── DATA FOR THIS EXERCISE

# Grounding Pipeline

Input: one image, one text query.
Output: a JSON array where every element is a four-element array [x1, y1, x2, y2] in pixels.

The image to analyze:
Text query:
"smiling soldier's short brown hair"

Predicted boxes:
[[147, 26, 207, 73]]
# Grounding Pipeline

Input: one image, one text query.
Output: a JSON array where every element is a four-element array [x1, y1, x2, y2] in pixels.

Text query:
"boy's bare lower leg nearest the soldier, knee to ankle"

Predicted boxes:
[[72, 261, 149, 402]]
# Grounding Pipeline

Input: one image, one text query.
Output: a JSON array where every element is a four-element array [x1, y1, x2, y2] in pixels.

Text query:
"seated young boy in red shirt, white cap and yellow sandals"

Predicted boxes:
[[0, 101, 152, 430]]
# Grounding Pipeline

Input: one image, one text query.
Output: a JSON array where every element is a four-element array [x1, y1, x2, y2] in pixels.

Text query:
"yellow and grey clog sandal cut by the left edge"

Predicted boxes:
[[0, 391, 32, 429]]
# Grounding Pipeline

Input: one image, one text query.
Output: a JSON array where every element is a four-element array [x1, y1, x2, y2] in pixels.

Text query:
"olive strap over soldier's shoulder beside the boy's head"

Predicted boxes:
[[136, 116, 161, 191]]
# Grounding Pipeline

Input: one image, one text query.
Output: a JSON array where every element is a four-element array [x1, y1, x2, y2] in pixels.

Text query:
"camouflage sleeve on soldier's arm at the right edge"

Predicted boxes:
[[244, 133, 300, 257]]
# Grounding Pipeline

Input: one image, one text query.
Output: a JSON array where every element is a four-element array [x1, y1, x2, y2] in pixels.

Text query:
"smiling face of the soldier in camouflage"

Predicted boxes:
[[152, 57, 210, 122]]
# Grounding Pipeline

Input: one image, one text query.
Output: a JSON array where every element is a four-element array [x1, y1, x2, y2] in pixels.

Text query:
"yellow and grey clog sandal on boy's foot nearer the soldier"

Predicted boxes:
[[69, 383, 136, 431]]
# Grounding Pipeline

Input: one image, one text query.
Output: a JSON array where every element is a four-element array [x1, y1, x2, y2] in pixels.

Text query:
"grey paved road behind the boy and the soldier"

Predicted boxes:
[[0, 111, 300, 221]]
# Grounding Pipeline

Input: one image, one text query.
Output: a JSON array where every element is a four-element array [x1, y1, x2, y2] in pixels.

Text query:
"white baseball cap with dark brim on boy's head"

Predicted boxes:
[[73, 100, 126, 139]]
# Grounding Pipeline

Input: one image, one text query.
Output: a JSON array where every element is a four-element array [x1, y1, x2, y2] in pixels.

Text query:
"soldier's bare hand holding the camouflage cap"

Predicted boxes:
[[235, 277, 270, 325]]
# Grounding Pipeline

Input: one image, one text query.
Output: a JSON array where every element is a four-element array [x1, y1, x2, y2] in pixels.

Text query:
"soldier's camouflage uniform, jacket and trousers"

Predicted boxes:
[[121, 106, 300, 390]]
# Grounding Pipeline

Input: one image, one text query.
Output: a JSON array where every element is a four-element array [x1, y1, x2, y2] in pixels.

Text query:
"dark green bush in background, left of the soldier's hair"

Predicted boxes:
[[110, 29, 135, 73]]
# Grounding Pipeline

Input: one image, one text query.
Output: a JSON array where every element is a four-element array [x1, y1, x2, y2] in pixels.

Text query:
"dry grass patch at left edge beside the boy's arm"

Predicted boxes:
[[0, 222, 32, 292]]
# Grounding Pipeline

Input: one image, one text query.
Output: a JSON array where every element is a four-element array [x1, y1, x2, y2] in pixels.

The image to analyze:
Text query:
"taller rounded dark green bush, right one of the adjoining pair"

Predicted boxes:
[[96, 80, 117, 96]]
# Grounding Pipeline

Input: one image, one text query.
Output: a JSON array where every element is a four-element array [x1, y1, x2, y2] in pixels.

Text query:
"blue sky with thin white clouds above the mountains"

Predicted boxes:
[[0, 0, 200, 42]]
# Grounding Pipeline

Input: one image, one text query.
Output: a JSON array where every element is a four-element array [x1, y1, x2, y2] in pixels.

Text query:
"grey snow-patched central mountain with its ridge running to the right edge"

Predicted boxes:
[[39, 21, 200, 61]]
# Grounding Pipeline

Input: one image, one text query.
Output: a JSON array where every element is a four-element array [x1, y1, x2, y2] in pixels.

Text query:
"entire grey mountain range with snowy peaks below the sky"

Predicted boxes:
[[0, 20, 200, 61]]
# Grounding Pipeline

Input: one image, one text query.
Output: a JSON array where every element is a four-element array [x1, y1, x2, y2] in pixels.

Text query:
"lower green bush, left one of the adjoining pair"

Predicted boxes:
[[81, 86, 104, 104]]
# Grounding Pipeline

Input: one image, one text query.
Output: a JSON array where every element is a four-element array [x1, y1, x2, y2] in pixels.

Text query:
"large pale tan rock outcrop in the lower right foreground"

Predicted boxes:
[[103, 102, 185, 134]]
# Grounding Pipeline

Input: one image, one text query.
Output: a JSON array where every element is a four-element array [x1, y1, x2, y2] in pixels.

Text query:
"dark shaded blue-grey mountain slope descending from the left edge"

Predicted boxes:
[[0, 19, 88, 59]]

────

YOUR ASSIGNMENT: When you reach the end of the records, set them all down again exactly.

RESPONSE:
# Grounding Pipeline

Input: one image, one text query.
Output: a JSON array where every element is a four-element array [x1, y1, x2, y2] in pixels.

The image to analyze:
Text query:
"smiling soldier's short brown hair"

Predicted boxes:
[[147, 26, 207, 73]]
# Grounding Pipeline

Input: one image, one text query.
Output: a JSON array where every element is a four-element array [x1, y1, x2, y2] in pixels.

Text query:
"boy's bare lower leg nearest the soldier, knee to ankle"

Predicted boxes:
[[72, 261, 149, 402]]
# Grounding Pipeline

Input: one image, one text query.
Output: a JSON array where every element is a four-element array [x1, y1, x2, y2] in pixels.

Text query:
"seated young boy in red shirt, white cap and yellow sandals"

Predicted boxes:
[[0, 101, 152, 430]]
# Grounding Pipeline

Input: one image, one text query.
Output: a JSON array where every element is a four-element array [x1, y1, x2, y2] in pixels.

Text query:
"yellow and grey clog sandal cut by the left edge"

Predicted boxes:
[[0, 391, 32, 429]]
# Grounding Pipeline

Input: one image, one text query.
Output: a JSON array where every element is a four-element array [x1, y1, x2, y2] in pixels.

Text query:
"olive strap over soldier's shoulder beside the boy's head"

Predicted boxes:
[[136, 116, 161, 191]]
# Grounding Pipeline

Input: one image, one text query.
Output: a JSON array where every element is a four-element array [x1, y1, x2, y2] in pixels.

Text query:
"camouflage sleeve on soldier's arm at the right edge"

Predicted boxes:
[[244, 133, 300, 257]]
# Grounding Pipeline

Input: one image, one text query.
Output: a JSON array where every element is a four-element array [x1, y1, x2, y2] in pixels.

Text query:
"smiling face of the soldier in camouflage"

Predicted boxes:
[[152, 57, 210, 122]]
# Grounding Pipeline

Input: one image, one text query.
Output: a JSON array where every element is a four-element array [x1, y1, x2, y2] in pixels.

Text query:
"yellow and grey clog sandal on boy's foot nearer the soldier"

Predicted boxes:
[[69, 383, 136, 431]]
# Grounding Pipeline

Input: one image, one text query.
Output: a JSON array where every element is a four-element array [x1, y1, x2, y2] in pixels.

Text query:
"grey paved road behind the boy and the soldier"

Predicted boxes:
[[0, 111, 300, 221]]
# Grounding Pipeline

Input: one image, one text query.
Output: a JSON array where every element is a four-element array [x1, y1, x2, y2] in pixels.

Text query:
"white baseball cap with dark brim on boy's head"

Predicted boxes:
[[73, 100, 126, 139]]
# Grounding Pipeline

Input: one image, one text query.
Output: a JSON array where every element is a four-element array [x1, y1, x2, y2] in pixels.

Text query:
"soldier's bare hand holding the camouflage cap"

Predicted boxes:
[[235, 277, 270, 325]]
# Grounding Pipeline

Input: one image, one text query.
Output: a JSON array where every element is a four-element array [x1, y1, x2, y2] in pixels.

Text query:
"soldier's camouflage uniform, jacket and trousers"

Predicted boxes:
[[121, 106, 300, 390]]
# Grounding Pipeline

Input: one image, one text query.
Output: a JSON array where every element is a four-element array [x1, y1, x2, y2] in pixels.

Text query:
"dark green bush in background, left of the soldier's hair"

Predicted boxes:
[[110, 29, 135, 73]]
# Grounding Pipeline

Input: one image, one text query.
Output: a JSON array where every element is a four-element array [x1, y1, x2, y2] in pixels.

Text query:
"dry grass patch at left edge beside the boy's arm"

Predicted boxes:
[[0, 222, 32, 292]]
# Grounding Pipeline

Input: one image, one text query.
Output: a JSON array where every element is a four-element array [x1, y1, x2, y2] in pixels.

The image to analyze:
Text query:
"taller rounded dark green bush, right one of the adjoining pair"

Predicted boxes:
[[96, 80, 117, 96]]
# Grounding Pipeline

Input: one image, one text query.
Output: a JSON array where every element is a four-element array [x1, y1, x2, y2] in pixels.

Text query:
"blue sky with thin white clouds above the mountains"

Predicted boxes:
[[0, 0, 200, 42]]
# Grounding Pipeline

Input: one image, one text query.
Output: a JSON array where every element is a four-element array [x1, y1, x2, y2] in pixels.

Text query:
"grey snow-patched central mountain with its ridge running to the right edge"

Predicted boxes:
[[39, 21, 200, 61]]
# Grounding Pipeline

Input: one image, one text query.
Output: a JSON array where every element is a four-element array [x1, y1, x2, y2] in pixels.

Text query:
"entire grey mountain range with snowy peaks below the sky"

Predicted boxes:
[[0, 20, 200, 61]]
# Grounding Pipeline

Input: one image, one text query.
Output: a JSON array where every element is a four-element array [x1, y1, x2, y2] in pixels.

Text query:
"lower green bush, left one of the adjoining pair"

Predicted boxes:
[[81, 86, 104, 104]]
# Grounding Pipeline

Input: one image, one text query.
Output: a JSON array where every element is a four-element array [x1, y1, x2, y2] in pixels.

Text query:
"large pale tan rock outcrop in the lower right foreground"

Predicted boxes:
[[103, 102, 185, 134]]
# Grounding Pipeline

Input: one image, one text query.
Output: a JSON array where every element is a four-element array [x1, y1, x2, y2] in pixels.

Text query:
"dark shaded blue-grey mountain slope descending from the left edge"

Predicted boxes:
[[0, 19, 88, 59]]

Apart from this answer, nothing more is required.